Instructions ::
A. Using the passage on the UK migrant benefits ruling, answer the following:
(i) Which court upheld the British Government's decision to suspend the benefits?
(ii) In which city is the court that had to approve the decision?
(iii) Which two benefits did the European Commission mention in its argument against the tests?
B. Reproduce the passage on the UK migrant benefits ruling, everything from "Whilst Vote Leave" down to "to our country.", renaming "Vote Leave" to "Leave campaigners".

Source extract ::
★ ★ ★

It was recently decided by the UK government that it would withhold benefits for those unemployed migrants that did not have the right to work in the UK- a decision that was unsurprisingly met with controversy, with a direct challenge being presented against it. However, the decision of the European court has ruled in favour of Britain’s decision, saying it has every right to suspend the benefits and that the decision will be going ahead, meaning the challenge against it has been rejected. The European Court of Justice defended the British Government’s decision saying it was justified in order to protect the country’s finances and overall it was a welcome ruling from both the Government and Remain campaigners.
Whilst Vote Leave are attempting to curb immigration, they were expressing how they felt it ridiculous that such a decision by the Government must be approved in a court in Luxembourg instead of making the decision independently, something that would not be required if we left the EU. The claimed the legal battles were not only unnecessarily long but also costly to our country.
The rights of migrants who are not legally residing in the UK, nor earning was first brought up in 2004, and the court ruling looked at cases that dated as far back 2004 when it was first disputed whether or not the rights of migrants that were ‘economically inactive’ and from the EU included receiving benefits from the British government. The habitual residence tests determines whether these EU citizens were eligible for the financial support. The benefit curb had been argued against by the European Commission as it said that the tests to see if EU migrants could claim child benefit and child tax credit would not be used for British workers. Whilst the court did admit that the new rule might cause some unfair treatment, it still ruled it as a necessary, legitimate objective in ensuring that the state’s finances are protected. The case was potentially an explosive one with the EU referendum being so close, but had a somewhat satisfying result.

★ ★ ★

Dataset records ::
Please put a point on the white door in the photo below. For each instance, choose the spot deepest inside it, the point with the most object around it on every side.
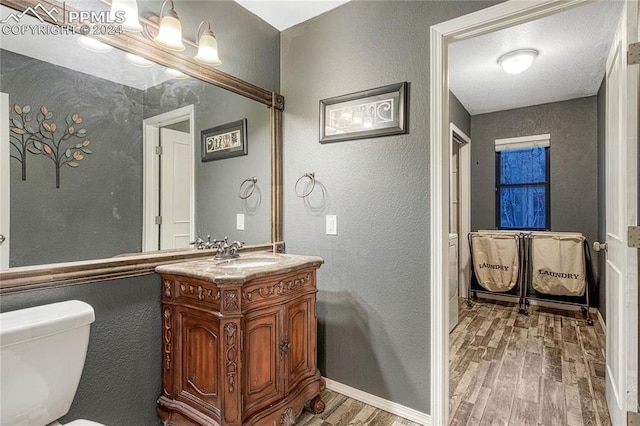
(176, 165)
(621, 211)
(5, 211)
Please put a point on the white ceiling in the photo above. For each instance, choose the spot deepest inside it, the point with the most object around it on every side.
(572, 45)
(287, 13)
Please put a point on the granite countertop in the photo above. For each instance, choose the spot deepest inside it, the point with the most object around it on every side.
(241, 269)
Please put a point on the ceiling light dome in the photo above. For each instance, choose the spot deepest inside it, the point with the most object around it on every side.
(517, 61)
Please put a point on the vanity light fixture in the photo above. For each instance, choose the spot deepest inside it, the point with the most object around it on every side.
(175, 74)
(93, 45)
(170, 33)
(130, 9)
(138, 60)
(207, 45)
(517, 61)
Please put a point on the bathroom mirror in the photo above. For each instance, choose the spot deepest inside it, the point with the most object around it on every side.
(88, 192)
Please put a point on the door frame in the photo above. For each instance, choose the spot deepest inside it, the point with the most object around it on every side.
(151, 176)
(464, 209)
(484, 21)
(5, 181)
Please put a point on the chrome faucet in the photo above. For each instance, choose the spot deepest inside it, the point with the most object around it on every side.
(224, 250)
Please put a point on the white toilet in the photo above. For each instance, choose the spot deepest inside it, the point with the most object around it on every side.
(42, 353)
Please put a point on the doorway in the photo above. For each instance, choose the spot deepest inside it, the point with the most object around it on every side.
(169, 176)
(498, 17)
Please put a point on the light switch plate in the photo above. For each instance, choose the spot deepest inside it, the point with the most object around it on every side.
(332, 224)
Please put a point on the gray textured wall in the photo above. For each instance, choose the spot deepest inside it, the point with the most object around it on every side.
(600, 258)
(573, 126)
(122, 375)
(217, 182)
(249, 47)
(97, 211)
(459, 115)
(373, 308)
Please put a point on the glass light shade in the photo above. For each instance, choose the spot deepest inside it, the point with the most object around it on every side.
(178, 75)
(517, 61)
(93, 45)
(130, 9)
(138, 60)
(208, 49)
(170, 34)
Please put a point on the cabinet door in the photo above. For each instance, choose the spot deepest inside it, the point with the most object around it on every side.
(198, 375)
(262, 366)
(301, 335)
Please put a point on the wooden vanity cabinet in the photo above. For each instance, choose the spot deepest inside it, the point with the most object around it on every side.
(239, 353)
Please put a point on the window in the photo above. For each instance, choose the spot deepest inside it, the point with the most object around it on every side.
(522, 185)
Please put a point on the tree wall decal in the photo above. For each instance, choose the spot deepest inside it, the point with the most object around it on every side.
(47, 140)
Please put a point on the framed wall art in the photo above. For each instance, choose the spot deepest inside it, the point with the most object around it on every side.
(366, 114)
(224, 141)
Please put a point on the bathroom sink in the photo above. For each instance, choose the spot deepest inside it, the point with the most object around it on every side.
(248, 263)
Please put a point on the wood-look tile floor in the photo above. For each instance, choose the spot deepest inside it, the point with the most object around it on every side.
(344, 411)
(547, 368)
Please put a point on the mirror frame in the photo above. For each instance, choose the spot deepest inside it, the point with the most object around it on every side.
(60, 274)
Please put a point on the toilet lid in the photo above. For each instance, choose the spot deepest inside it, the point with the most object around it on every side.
(82, 422)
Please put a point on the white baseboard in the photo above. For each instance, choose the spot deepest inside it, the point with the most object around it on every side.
(381, 403)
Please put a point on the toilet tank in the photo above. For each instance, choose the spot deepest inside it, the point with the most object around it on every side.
(42, 353)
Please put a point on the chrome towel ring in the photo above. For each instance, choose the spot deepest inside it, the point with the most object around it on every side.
(249, 189)
(312, 177)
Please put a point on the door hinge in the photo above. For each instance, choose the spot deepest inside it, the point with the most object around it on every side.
(633, 54)
(633, 236)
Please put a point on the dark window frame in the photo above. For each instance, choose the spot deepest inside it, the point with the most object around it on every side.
(546, 184)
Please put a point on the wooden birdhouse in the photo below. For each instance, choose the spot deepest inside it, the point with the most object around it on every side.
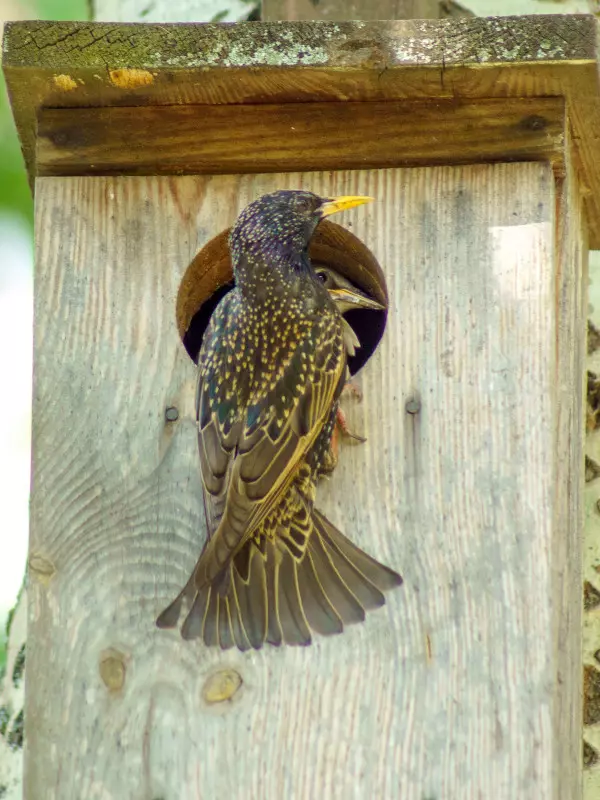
(479, 140)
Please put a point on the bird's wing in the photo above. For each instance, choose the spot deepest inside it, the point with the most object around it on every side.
(248, 460)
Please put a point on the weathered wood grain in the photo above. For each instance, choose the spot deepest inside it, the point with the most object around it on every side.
(571, 335)
(460, 686)
(64, 65)
(298, 136)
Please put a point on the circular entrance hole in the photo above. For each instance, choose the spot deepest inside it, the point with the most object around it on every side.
(209, 277)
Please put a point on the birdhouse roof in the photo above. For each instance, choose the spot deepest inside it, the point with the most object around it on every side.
(102, 98)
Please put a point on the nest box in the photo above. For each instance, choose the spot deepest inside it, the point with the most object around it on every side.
(479, 139)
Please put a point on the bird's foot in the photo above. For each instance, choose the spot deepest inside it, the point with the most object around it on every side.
(341, 424)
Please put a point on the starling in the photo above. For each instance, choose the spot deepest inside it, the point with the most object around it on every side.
(271, 370)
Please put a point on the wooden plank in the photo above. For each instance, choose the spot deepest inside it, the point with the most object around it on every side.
(297, 136)
(303, 10)
(572, 310)
(455, 688)
(102, 64)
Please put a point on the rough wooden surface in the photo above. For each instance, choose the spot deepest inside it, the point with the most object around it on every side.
(292, 10)
(456, 688)
(101, 64)
(298, 136)
(571, 298)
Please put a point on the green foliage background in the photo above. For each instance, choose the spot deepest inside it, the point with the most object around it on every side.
(15, 196)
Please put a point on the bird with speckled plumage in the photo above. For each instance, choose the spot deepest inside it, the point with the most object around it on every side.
(272, 367)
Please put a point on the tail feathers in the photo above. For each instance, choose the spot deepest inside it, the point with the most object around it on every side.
(281, 598)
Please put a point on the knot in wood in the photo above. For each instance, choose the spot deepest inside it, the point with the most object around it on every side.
(221, 686)
(41, 568)
(112, 669)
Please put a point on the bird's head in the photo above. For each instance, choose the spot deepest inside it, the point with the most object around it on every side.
(283, 222)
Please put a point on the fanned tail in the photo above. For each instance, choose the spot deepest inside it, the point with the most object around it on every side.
(274, 591)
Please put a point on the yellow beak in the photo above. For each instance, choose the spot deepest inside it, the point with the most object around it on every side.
(342, 203)
(346, 299)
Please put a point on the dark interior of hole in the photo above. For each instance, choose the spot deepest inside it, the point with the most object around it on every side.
(368, 325)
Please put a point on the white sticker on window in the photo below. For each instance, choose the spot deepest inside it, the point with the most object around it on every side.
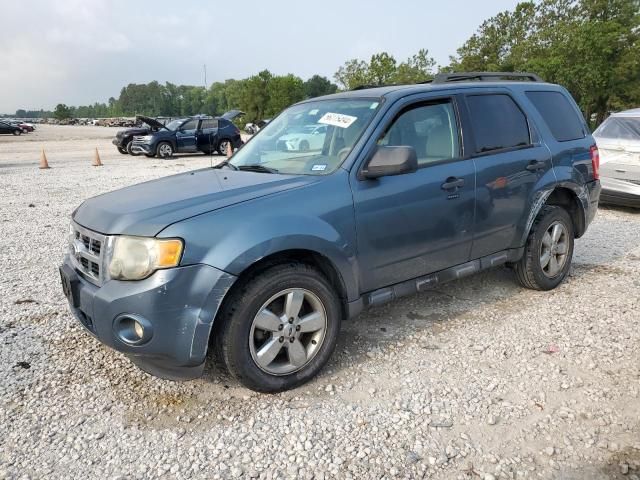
(337, 120)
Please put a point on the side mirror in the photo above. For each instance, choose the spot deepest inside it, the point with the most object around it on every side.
(388, 161)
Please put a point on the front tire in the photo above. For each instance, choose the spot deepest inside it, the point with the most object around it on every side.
(548, 252)
(128, 149)
(164, 150)
(279, 328)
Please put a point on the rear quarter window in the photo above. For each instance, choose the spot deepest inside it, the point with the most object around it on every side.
(497, 122)
(559, 114)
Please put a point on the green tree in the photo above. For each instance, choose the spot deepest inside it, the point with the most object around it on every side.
(282, 92)
(592, 47)
(383, 69)
(317, 86)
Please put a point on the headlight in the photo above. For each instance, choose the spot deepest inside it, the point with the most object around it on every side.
(135, 258)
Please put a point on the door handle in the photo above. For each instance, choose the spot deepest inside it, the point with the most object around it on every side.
(452, 183)
(535, 165)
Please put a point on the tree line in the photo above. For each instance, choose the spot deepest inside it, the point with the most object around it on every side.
(592, 47)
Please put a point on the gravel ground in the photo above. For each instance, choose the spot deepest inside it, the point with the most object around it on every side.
(479, 379)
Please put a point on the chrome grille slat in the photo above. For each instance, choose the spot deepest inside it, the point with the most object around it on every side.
(86, 253)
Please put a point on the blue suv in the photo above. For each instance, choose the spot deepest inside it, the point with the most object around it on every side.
(262, 257)
(186, 135)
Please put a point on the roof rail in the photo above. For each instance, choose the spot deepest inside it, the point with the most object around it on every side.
(365, 87)
(486, 76)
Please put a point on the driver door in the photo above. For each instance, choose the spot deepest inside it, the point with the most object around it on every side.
(417, 223)
(186, 136)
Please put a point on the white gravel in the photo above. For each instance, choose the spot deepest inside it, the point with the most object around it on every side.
(479, 379)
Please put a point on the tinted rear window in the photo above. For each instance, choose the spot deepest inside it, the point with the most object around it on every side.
(497, 122)
(558, 113)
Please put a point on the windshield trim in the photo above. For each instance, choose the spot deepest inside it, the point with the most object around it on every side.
(372, 98)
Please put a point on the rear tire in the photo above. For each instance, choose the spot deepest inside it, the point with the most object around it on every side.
(300, 349)
(548, 252)
(222, 146)
(128, 149)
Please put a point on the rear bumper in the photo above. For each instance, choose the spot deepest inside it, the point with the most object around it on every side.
(176, 308)
(620, 192)
(145, 148)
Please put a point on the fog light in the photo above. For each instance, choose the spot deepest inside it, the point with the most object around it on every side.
(138, 329)
(133, 329)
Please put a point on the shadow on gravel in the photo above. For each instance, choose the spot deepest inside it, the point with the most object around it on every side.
(377, 328)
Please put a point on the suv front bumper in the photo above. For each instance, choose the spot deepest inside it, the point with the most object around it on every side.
(176, 307)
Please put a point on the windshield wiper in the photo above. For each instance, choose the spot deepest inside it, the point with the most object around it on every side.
(257, 168)
(226, 163)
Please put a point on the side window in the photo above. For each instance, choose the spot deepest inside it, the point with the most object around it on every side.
(209, 123)
(190, 125)
(558, 113)
(430, 129)
(497, 122)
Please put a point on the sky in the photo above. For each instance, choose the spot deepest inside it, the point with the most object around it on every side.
(78, 52)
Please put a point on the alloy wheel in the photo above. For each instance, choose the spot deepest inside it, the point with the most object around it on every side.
(288, 331)
(554, 249)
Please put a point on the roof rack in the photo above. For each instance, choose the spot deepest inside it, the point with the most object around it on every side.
(365, 87)
(485, 76)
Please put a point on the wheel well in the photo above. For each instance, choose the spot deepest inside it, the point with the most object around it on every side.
(567, 199)
(308, 257)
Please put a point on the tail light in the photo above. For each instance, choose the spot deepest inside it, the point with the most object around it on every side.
(595, 162)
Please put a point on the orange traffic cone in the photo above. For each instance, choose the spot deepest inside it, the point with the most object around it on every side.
(96, 159)
(43, 161)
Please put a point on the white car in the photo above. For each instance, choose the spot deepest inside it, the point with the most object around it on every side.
(618, 139)
(307, 137)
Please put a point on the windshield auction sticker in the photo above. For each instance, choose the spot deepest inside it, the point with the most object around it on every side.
(337, 120)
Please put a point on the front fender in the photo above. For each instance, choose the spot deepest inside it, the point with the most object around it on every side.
(318, 218)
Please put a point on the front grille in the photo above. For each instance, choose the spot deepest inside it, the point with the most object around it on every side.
(86, 252)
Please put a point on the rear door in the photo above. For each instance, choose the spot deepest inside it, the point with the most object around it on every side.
(207, 135)
(510, 161)
(413, 224)
(186, 136)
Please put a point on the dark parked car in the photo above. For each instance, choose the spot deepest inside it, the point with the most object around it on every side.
(124, 138)
(189, 135)
(266, 254)
(6, 127)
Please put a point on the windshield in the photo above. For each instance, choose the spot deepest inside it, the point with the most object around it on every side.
(174, 125)
(312, 138)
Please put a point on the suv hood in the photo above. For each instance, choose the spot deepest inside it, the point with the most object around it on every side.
(152, 122)
(148, 208)
(231, 114)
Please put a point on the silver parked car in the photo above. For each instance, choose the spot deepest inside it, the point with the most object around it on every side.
(618, 139)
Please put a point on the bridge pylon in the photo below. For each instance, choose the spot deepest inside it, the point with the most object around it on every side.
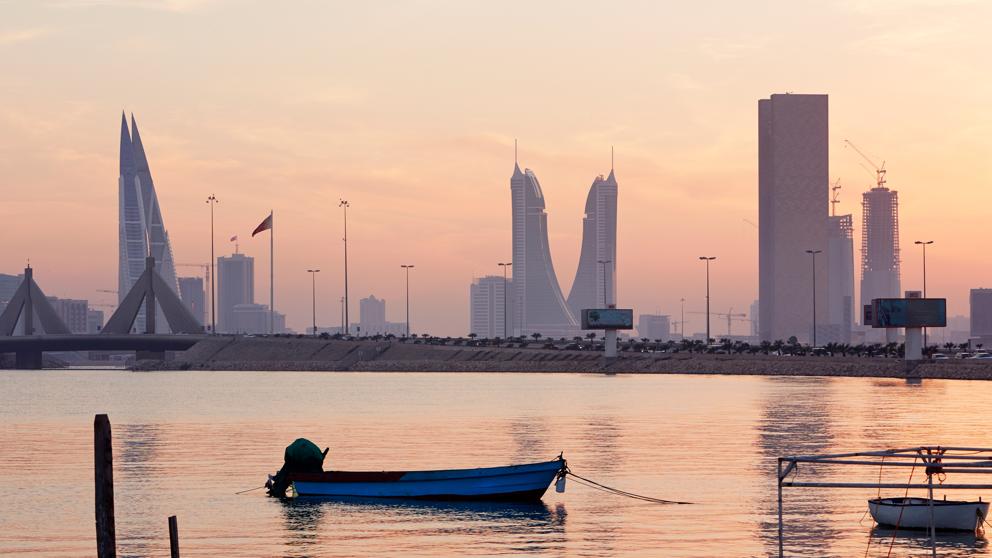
(28, 303)
(150, 288)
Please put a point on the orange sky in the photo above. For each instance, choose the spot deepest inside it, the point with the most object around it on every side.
(409, 110)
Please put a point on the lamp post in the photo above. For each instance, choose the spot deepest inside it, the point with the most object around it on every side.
(212, 201)
(707, 259)
(924, 245)
(313, 279)
(407, 268)
(606, 301)
(813, 253)
(505, 318)
(345, 205)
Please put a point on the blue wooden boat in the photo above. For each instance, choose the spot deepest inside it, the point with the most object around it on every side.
(514, 483)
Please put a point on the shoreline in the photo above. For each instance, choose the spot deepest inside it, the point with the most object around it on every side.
(317, 355)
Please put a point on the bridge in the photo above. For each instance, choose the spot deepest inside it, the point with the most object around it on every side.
(28, 349)
(30, 305)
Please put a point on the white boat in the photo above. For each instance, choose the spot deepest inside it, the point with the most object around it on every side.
(914, 513)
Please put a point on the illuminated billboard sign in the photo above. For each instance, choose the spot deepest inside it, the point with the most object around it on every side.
(608, 318)
(909, 312)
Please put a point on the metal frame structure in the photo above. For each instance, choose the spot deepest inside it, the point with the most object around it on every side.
(936, 460)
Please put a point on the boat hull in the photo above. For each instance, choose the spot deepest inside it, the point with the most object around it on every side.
(515, 483)
(914, 513)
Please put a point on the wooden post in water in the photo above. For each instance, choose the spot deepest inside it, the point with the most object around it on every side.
(103, 475)
(781, 534)
(933, 526)
(173, 537)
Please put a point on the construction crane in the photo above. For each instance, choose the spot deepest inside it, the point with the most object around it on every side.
(879, 170)
(729, 315)
(834, 198)
(205, 267)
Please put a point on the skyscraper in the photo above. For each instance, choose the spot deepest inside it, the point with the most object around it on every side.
(879, 245)
(838, 316)
(595, 283)
(194, 297)
(235, 286)
(487, 307)
(141, 229)
(539, 304)
(792, 207)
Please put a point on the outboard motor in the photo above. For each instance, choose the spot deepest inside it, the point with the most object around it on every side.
(302, 456)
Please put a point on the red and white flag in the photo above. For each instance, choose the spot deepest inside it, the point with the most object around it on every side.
(263, 226)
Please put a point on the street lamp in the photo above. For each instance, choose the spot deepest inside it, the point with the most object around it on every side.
(313, 279)
(813, 253)
(606, 301)
(706, 259)
(505, 322)
(345, 205)
(924, 245)
(407, 268)
(212, 201)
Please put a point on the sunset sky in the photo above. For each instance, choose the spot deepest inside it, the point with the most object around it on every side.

★ ★ ★

Responses ::
A.
(i) The European Court of Justice.
(ii) Luxembourg.
(iii) Child benefit and child tax credit.

B.
Whilst Leave campaigners are attempting to curb immigration, they were expressing how they felt it ridiculous that such a decision by the Government must be approved in a court in Luxembourg instead of making the decision independently, something that would not be required if we left the EU. The claimed the legal battles were not only unnecessarily long but also costly to our country.